**Work item**
Make an exact reproduction of all the data.

**Exercise data**

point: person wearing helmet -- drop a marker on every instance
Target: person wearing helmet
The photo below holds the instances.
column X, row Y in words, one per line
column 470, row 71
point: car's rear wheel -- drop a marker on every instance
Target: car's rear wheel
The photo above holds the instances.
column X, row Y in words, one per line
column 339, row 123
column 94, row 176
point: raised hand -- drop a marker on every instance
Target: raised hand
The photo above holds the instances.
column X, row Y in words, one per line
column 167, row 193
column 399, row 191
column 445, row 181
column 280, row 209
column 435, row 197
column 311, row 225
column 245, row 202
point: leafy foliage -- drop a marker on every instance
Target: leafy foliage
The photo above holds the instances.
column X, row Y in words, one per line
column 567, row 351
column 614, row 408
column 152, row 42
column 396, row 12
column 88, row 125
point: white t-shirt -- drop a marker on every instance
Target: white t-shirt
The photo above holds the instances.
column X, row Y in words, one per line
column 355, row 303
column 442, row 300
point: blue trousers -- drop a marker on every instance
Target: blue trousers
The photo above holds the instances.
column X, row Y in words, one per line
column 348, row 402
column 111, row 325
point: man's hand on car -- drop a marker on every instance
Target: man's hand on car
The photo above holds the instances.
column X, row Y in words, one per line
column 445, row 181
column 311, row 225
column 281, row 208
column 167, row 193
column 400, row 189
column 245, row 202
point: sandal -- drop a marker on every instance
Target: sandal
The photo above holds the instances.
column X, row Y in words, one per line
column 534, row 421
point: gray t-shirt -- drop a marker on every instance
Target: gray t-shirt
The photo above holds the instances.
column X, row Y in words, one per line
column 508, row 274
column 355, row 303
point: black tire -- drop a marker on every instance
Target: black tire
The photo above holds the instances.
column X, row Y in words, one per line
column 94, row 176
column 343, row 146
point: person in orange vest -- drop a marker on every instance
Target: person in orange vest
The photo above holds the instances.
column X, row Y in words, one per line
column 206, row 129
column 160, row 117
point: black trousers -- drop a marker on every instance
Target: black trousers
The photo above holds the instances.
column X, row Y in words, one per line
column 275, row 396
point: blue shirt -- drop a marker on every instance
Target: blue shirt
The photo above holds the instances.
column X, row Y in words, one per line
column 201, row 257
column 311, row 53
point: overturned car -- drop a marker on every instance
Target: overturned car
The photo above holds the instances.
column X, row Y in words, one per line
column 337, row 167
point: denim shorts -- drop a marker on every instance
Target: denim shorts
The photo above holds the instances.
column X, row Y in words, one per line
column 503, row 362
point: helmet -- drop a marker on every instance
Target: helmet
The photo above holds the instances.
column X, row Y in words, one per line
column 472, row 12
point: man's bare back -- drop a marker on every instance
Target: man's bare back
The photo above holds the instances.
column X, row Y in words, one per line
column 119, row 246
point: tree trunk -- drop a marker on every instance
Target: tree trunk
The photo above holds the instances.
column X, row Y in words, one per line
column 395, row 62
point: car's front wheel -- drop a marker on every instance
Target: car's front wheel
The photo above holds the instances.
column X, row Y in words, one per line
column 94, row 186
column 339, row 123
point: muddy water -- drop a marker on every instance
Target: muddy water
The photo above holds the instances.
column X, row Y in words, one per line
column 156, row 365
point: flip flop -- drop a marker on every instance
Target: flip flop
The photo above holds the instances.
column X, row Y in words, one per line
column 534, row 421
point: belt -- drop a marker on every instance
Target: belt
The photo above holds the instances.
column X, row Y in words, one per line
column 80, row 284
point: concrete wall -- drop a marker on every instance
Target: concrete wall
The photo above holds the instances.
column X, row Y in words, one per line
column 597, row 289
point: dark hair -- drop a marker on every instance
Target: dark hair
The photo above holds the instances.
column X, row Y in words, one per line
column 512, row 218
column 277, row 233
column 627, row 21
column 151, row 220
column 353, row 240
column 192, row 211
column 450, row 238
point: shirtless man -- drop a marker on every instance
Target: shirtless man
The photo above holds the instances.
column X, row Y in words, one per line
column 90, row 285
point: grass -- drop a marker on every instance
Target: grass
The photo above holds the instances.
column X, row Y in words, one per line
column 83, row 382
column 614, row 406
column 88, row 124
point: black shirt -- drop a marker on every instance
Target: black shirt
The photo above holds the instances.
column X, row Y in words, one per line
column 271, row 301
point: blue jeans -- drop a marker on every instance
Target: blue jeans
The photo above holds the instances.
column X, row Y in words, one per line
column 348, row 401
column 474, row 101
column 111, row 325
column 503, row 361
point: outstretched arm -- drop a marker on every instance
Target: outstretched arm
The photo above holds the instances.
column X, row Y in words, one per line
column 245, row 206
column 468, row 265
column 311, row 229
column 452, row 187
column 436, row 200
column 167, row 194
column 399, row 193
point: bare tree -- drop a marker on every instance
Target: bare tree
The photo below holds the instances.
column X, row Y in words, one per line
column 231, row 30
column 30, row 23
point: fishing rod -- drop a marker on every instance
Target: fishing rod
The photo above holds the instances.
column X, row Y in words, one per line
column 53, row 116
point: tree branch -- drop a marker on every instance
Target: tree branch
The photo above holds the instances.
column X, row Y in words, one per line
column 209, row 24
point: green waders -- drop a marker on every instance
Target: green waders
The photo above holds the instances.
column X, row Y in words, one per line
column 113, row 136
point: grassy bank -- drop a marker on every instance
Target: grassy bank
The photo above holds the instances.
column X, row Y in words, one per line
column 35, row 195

**Reply**
point: person wearing helmet -- drop a marker on every instance
Target: person wearing helmet
The photo below holds the instances.
column X, row Y in words, one per line
column 470, row 71
point: car's rear wheel -- drop a marker on every instance
Target: car's rear wheel
The photo above holds the instances.
column X, row Y in words, one per line
column 339, row 123
column 94, row 176
point: raised hand -- drop a marker on every instance
Target: raised hand
The photo above holds the instances.
column X, row Y in words, one per line
column 167, row 193
column 399, row 191
column 445, row 181
column 280, row 209
column 435, row 197
column 311, row 225
column 245, row 202
point: leafy foliage -- drop a marker on every instance
Target: leafy foliage
The photo above holds the instances.
column X, row Y in words, one per line
column 567, row 351
column 614, row 408
column 152, row 42
column 396, row 12
column 88, row 125
point: white t-shirt -- drop a marker on every instance
Target: white t-shirt
The photo above holds the instances.
column X, row Y in words, one per line
column 355, row 303
column 442, row 300
point: blue trousers -- drop a marker on every instance
Target: blue trousers
The photo above holds the instances.
column X, row Y in words, one per line
column 348, row 402
column 111, row 325
point: man's hand on car -- drop a marker on every instance
Target: man's hand on car
The photo above holds the instances.
column X, row Y in words, one per line
column 445, row 181
column 311, row 225
column 281, row 208
column 167, row 193
column 400, row 189
column 245, row 202
point: sandal -- drop a marker on every instance
Target: sandal
The photo above holds the instances.
column X, row Y in words, one per line
column 534, row 421
point: gray t-shirt -- drop a marker on every instance
Target: gray t-shirt
The photo above holds the instances.
column X, row Y in words, one per line
column 508, row 274
column 355, row 303
point: black tire -- drop a marker on every instance
Target: black tire
The photo above holds the instances.
column X, row Y in words, one per line
column 94, row 176
column 343, row 146
point: person in orange vest -- drop a marker on every instance
Target: person in orange vest
The photo above holds the instances.
column X, row Y in words, one per line
column 206, row 129
column 160, row 117
point: black trousers -- drop a marker on every instance
Target: black trousers
The photo above holds the instances.
column X, row Y in words, one per line
column 275, row 396
point: blue shirt -- drop a marker on every instance
Target: blue shirt
The photo above holds the instances.
column X, row Y in words, one per line
column 201, row 257
column 311, row 53
point: overturned car -- drop a marker on every instance
Target: overturned car
The photo above holds the instances.
column X, row Y in words, one per line
column 337, row 167
point: denim shorts -- drop a marker on every instance
Target: denim shorts
The photo above holds the instances.
column X, row Y in words, one per line
column 503, row 362
point: helmet -- drop a marker on every instance
Target: helmet
The photo above holds the instances.
column X, row Y in words, one per line
column 472, row 12
point: man's bare back -- drop a marker on every instance
Target: man's bare back
The photo above holds the instances.
column X, row Y in words, one per line
column 119, row 246
point: tree trunk -- drop a marker on every instance
Target: tree trunk
The photo above holds the instances.
column X, row Y in words, one per line
column 395, row 62
point: car's front wheel -- drop a marker on every instance
Target: car's front wheel
The photo above holds the instances.
column X, row Y in words, one per line
column 94, row 186
column 339, row 123
point: muddy water -- drop a marker on every instance
Target: muddy water
The photo above holds the instances.
column X, row Y in words, one per line
column 156, row 365
point: flip flop -- drop a marker on every instance
Target: flip flop
The photo above holds the instances.
column X, row Y in words, one per line
column 534, row 421
point: belt -- drop a marker on every instance
Target: belt
The photo above holds the instances.
column X, row Y in words, one per line
column 80, row 284
point: concrete wall -- drop a marker on every instance
Target: concrete wall
The photo above holds the instances.
column X, row Y in words, one per line
column 597, row 289
point: dark hair -- drop a marker on every instance
Target: dark hair
The photo above holds the instances.
column X, row Y in words, one per line
column 512, row 218
column 277, row 233
column 627, row 21
column 151, row 220
column 353, row 240
column 192, row 211
column 450, row 238
point: shirtless man -- drop a marker on every instance
Target: shirtless man
The photo above holds the instances.
column X, row Y in words, one per line
column 90, row 285
point: grass -- drop a marker on every instance
Target: grass
The photo above holds the instances.
column X, row Y in words, one per line
column 83, row 382
column 614, row 406
column 88, row 124
point: black shirt -- drop a marker on every instance
Target: black shirt
The photo above holds the instances.
column X, row Y in words, one per line
column 271, row 301
point: blue jeans -- drop a marker on every instance
Target: blue jeans
The photo above holds the instances.
column X, row Y in words, one per line
column 348, row 401
column 474, row 101
column 111, row 325
column 503, row 361
point: outstretched arm -- drop a marker on every instance
Target: outstretched arm
The photo above holds the instances.
column X, row Y in words, one per line
column 245, row 206
column 468, row 265
column 311, row 229
column 452, row 187
column 436, row 200
column 167, row 194
column 399, row 193
point: bare tree -- drop a marker on every instance
Target: bare tree
The photo below holds the instances.
column X, row Y in words, one per line
column 231, row 30
column 30, row 23
point: fishing rod -- drop a marker on every instance
Target: fishing rod
The photo above holds the instances.
column X, row Y in words, one per line
column 53, row 116
point: tree branch -- drop a marker on every instance
Target: tree branch
The photo above holds the instances.
column X, row Y in words, one per line
column 209, row 24
point: green waders -- drop a marker on every instance
Target: green waders
The photo above holds the instances.
column X, row Y in words, one per line
column 113, row 136
point: grassy bank -- drop a marker on every instance
Target: grassy bank
The photo above holds the instances.
column X, row Y in words, one per line
column 35, row 195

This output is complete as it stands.